** AIM OF THE TASK **
Copy the following items verbatim, line for line.

** EXERCISE MATERIALS **
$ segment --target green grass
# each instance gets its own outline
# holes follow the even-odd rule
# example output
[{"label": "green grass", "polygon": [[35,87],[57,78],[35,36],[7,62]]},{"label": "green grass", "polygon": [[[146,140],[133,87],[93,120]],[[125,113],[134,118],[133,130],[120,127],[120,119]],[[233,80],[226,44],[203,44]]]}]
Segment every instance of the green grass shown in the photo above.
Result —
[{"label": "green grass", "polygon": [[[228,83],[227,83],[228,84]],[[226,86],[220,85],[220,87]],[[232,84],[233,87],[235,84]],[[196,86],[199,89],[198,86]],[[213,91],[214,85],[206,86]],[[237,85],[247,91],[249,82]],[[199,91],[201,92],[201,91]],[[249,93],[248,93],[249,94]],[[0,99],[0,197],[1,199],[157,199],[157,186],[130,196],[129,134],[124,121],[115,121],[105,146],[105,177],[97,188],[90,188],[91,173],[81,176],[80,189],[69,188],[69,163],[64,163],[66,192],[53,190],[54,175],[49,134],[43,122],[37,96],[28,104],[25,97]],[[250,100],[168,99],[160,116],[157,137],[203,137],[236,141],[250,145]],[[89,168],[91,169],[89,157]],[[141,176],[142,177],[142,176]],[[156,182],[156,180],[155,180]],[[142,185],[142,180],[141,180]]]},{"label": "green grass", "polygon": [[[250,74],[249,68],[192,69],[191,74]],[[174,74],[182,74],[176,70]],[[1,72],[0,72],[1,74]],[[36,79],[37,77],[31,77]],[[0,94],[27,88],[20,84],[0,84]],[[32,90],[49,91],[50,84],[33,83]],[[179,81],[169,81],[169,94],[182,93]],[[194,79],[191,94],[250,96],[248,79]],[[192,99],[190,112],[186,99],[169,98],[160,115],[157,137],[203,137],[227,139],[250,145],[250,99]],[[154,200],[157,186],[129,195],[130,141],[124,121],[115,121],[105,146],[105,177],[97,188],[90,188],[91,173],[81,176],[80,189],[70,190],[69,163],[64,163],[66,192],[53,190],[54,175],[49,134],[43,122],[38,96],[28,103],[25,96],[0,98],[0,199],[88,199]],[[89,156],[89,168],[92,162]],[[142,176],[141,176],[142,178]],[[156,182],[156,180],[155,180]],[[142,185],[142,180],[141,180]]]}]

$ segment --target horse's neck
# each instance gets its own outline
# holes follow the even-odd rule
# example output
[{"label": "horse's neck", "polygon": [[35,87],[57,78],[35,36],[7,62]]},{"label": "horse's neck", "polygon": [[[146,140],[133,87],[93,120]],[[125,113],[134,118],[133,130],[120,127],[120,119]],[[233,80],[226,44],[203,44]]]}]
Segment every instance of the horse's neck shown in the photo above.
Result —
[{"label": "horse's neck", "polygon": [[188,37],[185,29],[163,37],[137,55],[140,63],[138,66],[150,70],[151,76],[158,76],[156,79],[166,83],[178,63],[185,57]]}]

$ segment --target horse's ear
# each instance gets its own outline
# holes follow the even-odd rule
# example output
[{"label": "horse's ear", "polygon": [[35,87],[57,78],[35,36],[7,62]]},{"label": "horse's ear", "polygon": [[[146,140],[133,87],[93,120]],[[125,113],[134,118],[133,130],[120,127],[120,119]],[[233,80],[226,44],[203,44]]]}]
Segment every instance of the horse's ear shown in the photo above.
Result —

** ANSWER IN FULL **
$ segment --target green grass
# each instance gets its own outline
# holes follow the even-odd rule
# example output
[{"label": "green grass", "polygon": [[35,87],[57,78],[35,36],[7,62]]},{"label": "green grass", "polygon": [[[146,140],[133,87],[93,120]],[[125,113],[134,118],[133,130],[120,127],[120,119]],[[233,80],[226,44],[203,44]]]}]
Segment every instance of the green grass shown in the photo above.
Result —
[{"label": "green grass", "polygon": [[[228,83],[227,83],[228,84]],[[226,86],[220,85],[220,87]],[[232,84],[233,87],[235,84]],[[196,86],[199,89],[198,86]],[[213,91],[214,85],[206,86]],[[237,85],[247,91],[249,82]],[[199,91],[201,92],[201,91]],[[249,93],[248,93],[249,94]],[[0,99],[0,197],[1,199],[157,199],[157,186],[130,196],[129,134],[124,121],[115,121],[105,146],[105,177],[97,188],[90,188],[91,173],[81,176],[80,189],[69,188],[69,163],[64,163],[66,192],[53,190],[54,175],[49,134],[43,122],[37,96],[28,104],[25,97]],[[250,100],[168,99],[160,116],[157,137],[203,137],[236,141],[250,145]],[[89,168],[91,169],[89,157]],[[141,176],[142,177],[142,176]],[[156,182],[156,180],[155,180]],[[142,185],[142,180],[141,180]]]},{"label": "green grass", "polygon": [[[250,74],[249,68],[192,69],[191,74]],[[174,74],[182,74],[176,70]],[[1,72],[0,72],[1,74]],[[36,79],[37,77],[31,77]],[[0,94],[27,88],[20,84],[0,84]],[[32,90],[49,91],[50,84],[33,83]],[[179,81],[169,81],[169,94],[182,93]],[[194,79],[191,94],[250,96],[248,79]],[[192,99],[190,112],[186,99],[169,98],[160,115],[157,137],[203,137],[227,139],[250,145],[250,99]],[[154,200],[157,186],[129,195],[130,141],[124,121],[115,121],[105,146],[105,177],[97,188],[90,188],[91,173],[81,176],[80,189],[70,190],[69,163],[64,163],[66,192],[53,190],[54,175],[49,134],[43,122],[38,96],[28,103],[25,96],[0,98],[0,199],[88,199]],[[89,156],[89,168],[92,162]],[[142,176],[141,176],[142,178]],[[156,182],[156,180],[155,180]],[[142,185],[142,180],[141,180]]]}]

$ segment --target horse's neck
# each instance gets its own outline
# holes follow the even-odd rule
# example output
[{"label": "horse's neck", "polygon": [[35,87],[57,78],[35,36],[7,62]]},{"label": "horse's neck", "polygon": [[[146,140],[133,87],[93,120]],[[125,113],[134,118],[133,130],[120,127],[120,119]],[[233,80],[226,44],[203,44]]]}]
Segment every instance of the horse's neck shown in the photo above.
Result —
[{"label": "horse's neck", "polygon": [[188,37],[185,29],[163,37],[137,55],[140,63],[138,66],[150,70],[151,76],[158,76],[156,79],[166,83],[178,63],[185,57]]}]

$ segment --target horse's ear
# each instance gets its own outline
# holes follow the even-odd rule
# example output
[{"label": "horse's ear", "polygon": [[35,87],[57,78],[35,36],[7,62]]},{"label": "horse's ear", "polygon": [[[146,140],[133,87],[93,120]],[[125,113],[134,118],[133,130],[120,127],[120,119]],[[233,80],[226,44],[203,44]]]}]
Segment every instance of the horse's ear shown in the photo above.
Result —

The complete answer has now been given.